- _Selected text_:
In a 2019 survey, 42% of organisations that had experienced an external attack blamed the incident on a software security flaw.

Smart software development teams know the importance of implementing “security by design” from the early stages of the SDLC. This approach, radically different from the security as an afterthought approach practiced earlier, focuses on proactively preventing cybersecurity breaches, rather than reactively remediating them, thus enabling dev teams to create secure software from the outset. One of the most effective ways to leverage the security by design approach early in the SDLC is threat modeling.

This involves systematically analyzing, from an attacker’s perspective, any potential threats to the org’s applications, systems, or other assets like confidential data or intellectual property. Continuous and consistent threat modeling using a model like STRIDE (Spoofing, Tampering, Repudiation, Information Disclosure, Denial of Service, and Elevation of Privileges) or PASTA (Process for Attack Simulation and Threat Analysis) is a great way to strengthen the org’s DevSecOps culture, drive effective security measures, and lower remediation costs.

Even so, many organisations face challenges in implementing it in practice. Here are five of the most common.

Threat Modeling Process Saturation

Numerous threat modeling processes are available, which frequently leads to confusion, especially for teams lacking an experienced security expert. This makes it difficult to judge the various processes, and select the right one to drive cyber defence priorities. The wrong choice can lead to inadequate or inappropriate cybersecurity investment. Equally worrying, it may lead to overconfidence in the organization’s security posture and risk mitigation capabilities, which increases its vulnerability to attacks.

Some teams also struggle to validate their threat model. When they don’t know how to effectively mitigate the threats they find, threats are left unaddressed, once again increasing the risk of attack.

Non-monolithic, scaled-up applications

Threat modeling is easier to do for simple, monolithic applications, when there is little reliance on external entities, or when a consumable view of the computing ecosystem is available. But today’s applications are anything but simple. As they’re scaled up and migrated to the cloud, the application team is often responsible for full-stack management. This is a complete departure from previous legacy deployments, where IT completely managed the application’s physical servers and networking infrastructure. The threat model must account for these additional infrastructure-related responsibilities, scope changes, expanded topologies, and associated risks, which is not always easy for a Dev team to do.

More entry points and trust boundaries that are not recognized

With most cloud service providers, including popular ones like AWS, there are many entry points that are not recognised. These include a publicly-exposed management plane, APIs and services.

- _Stated task 1_: In the threat modeling article, rewrite the paragraph beginning "Threat modeling is easier to do" as a short bulleted list that keeps its main facts.
- _Stated task 2_:
Answer these from the threat modeling article, one line each:
(a) In the 2019 survey, what percentage of organisations that had suffered an external attack blamed it on a software security flaw?
(b) What does the acronym PASTA stand for?
(c) Which cloud service provider is named as a popular example?
- _Stated task 3_: Carry the threat modeling article forward from its final sentence.

- _Information given_:
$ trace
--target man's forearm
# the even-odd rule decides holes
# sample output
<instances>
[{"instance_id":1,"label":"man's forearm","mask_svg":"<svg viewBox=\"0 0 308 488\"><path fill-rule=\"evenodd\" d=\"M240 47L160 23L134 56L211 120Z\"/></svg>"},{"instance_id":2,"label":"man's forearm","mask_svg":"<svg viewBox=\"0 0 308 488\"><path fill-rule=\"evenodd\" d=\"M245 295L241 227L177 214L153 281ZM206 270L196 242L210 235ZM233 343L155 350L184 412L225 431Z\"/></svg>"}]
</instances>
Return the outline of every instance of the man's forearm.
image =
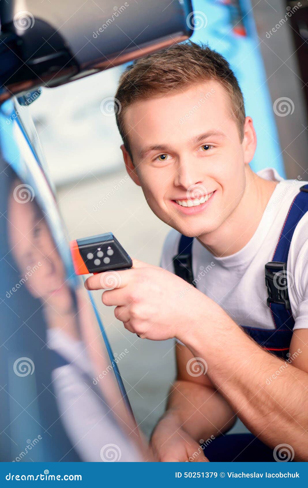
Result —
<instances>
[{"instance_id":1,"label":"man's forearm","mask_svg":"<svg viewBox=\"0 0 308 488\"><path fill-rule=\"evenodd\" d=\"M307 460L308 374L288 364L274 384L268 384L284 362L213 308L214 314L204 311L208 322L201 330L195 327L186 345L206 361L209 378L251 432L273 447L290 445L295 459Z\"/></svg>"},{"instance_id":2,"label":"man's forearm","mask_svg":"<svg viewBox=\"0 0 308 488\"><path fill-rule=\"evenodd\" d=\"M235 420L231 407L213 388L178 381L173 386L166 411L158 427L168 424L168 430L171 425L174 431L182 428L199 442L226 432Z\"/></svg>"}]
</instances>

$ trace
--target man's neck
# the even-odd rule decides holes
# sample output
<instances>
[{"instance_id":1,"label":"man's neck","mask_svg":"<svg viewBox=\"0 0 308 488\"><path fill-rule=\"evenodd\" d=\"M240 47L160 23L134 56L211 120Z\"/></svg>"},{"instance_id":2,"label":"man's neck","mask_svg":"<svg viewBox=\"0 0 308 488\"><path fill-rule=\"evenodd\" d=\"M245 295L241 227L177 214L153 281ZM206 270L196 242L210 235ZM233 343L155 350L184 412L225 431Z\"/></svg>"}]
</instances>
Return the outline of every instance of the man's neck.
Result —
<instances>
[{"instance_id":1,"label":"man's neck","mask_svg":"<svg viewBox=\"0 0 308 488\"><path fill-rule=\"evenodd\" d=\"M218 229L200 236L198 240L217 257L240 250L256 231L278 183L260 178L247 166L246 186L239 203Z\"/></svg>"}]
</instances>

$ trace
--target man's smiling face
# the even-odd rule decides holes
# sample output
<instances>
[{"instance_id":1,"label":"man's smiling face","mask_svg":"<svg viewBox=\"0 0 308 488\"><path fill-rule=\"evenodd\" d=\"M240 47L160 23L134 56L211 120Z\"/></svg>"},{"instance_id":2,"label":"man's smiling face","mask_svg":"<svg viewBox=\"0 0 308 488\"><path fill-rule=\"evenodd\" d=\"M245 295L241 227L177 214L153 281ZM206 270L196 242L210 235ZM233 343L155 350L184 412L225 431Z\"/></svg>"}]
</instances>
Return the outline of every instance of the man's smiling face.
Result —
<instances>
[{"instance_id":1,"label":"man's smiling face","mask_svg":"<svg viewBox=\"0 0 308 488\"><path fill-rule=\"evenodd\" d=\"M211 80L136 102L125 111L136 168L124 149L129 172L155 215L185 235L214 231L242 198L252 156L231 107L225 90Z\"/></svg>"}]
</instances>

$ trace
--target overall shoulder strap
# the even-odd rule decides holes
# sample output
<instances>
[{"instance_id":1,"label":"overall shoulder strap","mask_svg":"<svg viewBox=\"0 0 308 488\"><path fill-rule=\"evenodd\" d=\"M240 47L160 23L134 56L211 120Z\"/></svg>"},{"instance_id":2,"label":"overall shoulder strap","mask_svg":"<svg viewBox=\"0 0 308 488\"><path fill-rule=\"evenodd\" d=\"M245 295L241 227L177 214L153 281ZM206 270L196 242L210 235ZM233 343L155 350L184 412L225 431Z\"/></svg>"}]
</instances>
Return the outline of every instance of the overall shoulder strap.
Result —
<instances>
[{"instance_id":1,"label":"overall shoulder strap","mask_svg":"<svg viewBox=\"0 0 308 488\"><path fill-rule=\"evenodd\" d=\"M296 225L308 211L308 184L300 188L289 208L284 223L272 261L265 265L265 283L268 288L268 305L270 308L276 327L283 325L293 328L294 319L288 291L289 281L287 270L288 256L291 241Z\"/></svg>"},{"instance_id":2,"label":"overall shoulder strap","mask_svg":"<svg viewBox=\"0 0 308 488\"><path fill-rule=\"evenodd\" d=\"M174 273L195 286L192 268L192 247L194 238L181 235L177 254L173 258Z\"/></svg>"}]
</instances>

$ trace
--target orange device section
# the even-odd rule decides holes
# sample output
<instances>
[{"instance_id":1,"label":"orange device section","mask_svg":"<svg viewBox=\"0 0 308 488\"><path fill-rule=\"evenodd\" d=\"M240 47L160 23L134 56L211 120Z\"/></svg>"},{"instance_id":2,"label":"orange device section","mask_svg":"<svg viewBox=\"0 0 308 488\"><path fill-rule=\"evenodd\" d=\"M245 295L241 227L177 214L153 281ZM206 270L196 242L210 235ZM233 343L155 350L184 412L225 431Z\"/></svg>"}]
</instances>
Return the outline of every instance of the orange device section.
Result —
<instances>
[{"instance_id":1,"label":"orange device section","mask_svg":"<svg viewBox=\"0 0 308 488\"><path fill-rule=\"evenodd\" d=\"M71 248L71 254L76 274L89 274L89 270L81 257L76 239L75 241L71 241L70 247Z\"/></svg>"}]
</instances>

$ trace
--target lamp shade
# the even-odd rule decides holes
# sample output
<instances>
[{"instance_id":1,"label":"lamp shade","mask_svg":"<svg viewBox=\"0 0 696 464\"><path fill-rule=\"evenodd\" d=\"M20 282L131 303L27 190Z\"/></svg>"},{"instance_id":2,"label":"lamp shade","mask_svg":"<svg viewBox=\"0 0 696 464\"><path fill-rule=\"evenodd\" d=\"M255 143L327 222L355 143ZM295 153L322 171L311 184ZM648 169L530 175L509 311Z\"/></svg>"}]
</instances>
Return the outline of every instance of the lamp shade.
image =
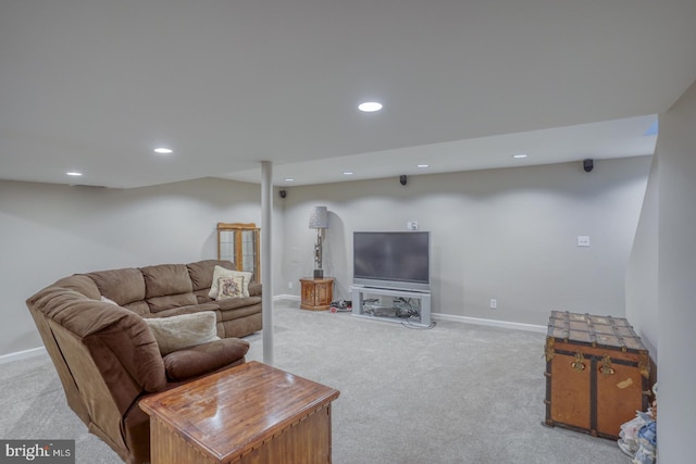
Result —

- _Exercise response 1_:
- Threat modeling is simpler for monolithic applications with little reliance on external entities, or when a consumable view of the computing ecosystem is available.
- Today's applications are far more complex, and as they scale up and move to the cloud, the application team often handles full-stack management.
- In legacy deployments, by contrast, IT fully managed the physical servers and networking infrastructure.
- The threat model now has to cover the added infrastructure responsibilities, scope changes, expanded topologies and related risks, which a Dev team can find difficult.

- _Exercise response 2_:
(a) 42%
(b) Process for Attack Simulation and Threat Analysis
(c) AWS

- _Exercise response 3_:
This means, many entry points can be accessed from the Internet, including API gateways that allow cross-account invokes, Lambda functions that can be invoked by bad actors with Invoke IAM permission, S3 buckets with public endpoints, and attackers that can directly inject malicious events into the SQS event queue. Consequently, the Data Flow Diagrams (DFDs) and Process Flow Diagrams (PFDs) used to model threats, and better understand how bad actors can gain access to an asset, are significantly more complex than they would be with known entry points.

Abuse of authentication tokens

An attacker that possesses a properly permissioned authentication token can easily threaten a cloud service provider’s publicly-exposed control plane. For example, in AWS, temporary authentication tokens are transferable, and can be used outside the application environment. An information leak can potentially expose an authenticated session token to bypass security safeguards and mitigating controls, and provide a bad actor access to something they shouldn’t be able to access otherwise. Thus, what was once considered a “low-risk” information leak now carries a higher severity, and therefore requires appropriate representation and analysis in the org’s threat model.

Difficulties breaking down threats and predicting actual risk

It can be difficult to determine high-level threats, and break them down into sub- threats that can be more easily addressed. Another challenging aspect is identifying the failure conditions that could lead to the realisation of these threats. An understanding of these conditions can provide a deeper understanding of the likelihood and criticality of the threat, and also support the org’s risk mitigation efforts.

A completed threat model should support risk mitigation, and provide the right framework and techniques for robust application security testing, so the team can more effectively predict possible attack scenarios.

Conclusion

Over 70% of security vulnerabilities exist at the application layer. Threat modeling provides an effective way to lower the probability that they could compromise the org’s security posture. However, many teams still struggle to extract the most value from threat modeling.

Make threat modeling an invaluable part of your org’s DevSecOps culture. Talk to the threat modeling experts from Packetlabs for a free, no-obligation quote. To know more about our cybersecurity consulting services, visit our website.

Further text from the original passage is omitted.